▸ **DATA PROVIDED**:
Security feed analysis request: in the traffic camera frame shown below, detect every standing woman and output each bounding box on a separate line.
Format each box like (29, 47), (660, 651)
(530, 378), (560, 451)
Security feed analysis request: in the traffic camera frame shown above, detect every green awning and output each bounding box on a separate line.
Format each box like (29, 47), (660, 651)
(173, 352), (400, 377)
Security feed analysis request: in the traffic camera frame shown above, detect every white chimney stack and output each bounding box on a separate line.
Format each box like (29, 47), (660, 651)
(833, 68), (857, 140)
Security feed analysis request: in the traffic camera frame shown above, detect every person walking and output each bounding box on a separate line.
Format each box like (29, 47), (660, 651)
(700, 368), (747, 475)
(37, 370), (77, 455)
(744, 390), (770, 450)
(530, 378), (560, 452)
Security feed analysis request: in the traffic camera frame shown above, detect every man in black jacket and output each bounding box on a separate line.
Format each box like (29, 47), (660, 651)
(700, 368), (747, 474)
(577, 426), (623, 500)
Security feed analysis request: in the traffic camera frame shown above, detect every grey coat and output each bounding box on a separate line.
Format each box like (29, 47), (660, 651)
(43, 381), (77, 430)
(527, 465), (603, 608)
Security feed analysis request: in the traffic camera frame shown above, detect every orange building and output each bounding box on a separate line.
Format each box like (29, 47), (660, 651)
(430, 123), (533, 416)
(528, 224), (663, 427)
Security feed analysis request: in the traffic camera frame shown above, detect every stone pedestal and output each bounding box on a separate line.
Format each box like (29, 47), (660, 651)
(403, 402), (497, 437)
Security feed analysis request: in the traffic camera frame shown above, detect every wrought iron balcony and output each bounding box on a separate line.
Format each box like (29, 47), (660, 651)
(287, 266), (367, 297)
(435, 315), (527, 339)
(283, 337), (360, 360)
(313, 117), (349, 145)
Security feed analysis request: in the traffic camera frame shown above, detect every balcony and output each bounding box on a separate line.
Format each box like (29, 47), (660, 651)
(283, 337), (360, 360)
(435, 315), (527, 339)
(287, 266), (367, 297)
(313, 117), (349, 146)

▸ **TASK STATEMENT**: Shift the part of the listing above that opens with the line containing "detect every orange" and closes at the listing's end by adding 133 to every bounding-box coordinate in the answers. Write out all of those lines again, request lines included.

▸ **SOLUTION**:
Security feed analysis request: in the traffic camera frame shown above, detect every orange building and output each bounding box on a separate line.
Format each box like (29, 47), (660, 651)
(563, 256), (666, 549)
(661, 357), (796, 560)
Security feed analysis request: in the traffic camera frame shown above, detect every stone pedestal and output each bounding box on a separate line.
Format each box like (29, 47), (660, 651)
(536, 535), (630, 570)
Security feed analysis request: in the traffic camera frame shown above, detect every wrought iron balcony and output each bounding box on a separate line.
Format each box like (29, 47), (660, 651)
(420, 399), (500, 430)
(568, 448), (660, 472)
(416, 470), (493, 493)
(446, 250), (482, 278)
Security feed analysis request: in the traffic camera frame shown above, detect every balcony and output each bounding box on a separate line.
Format each box like (29, 47), (660, 651)
(416, 470), (493, 493)
(568, 448), (660, 472)
(420, 399), (500, 430)
(446, 250), (482, 279)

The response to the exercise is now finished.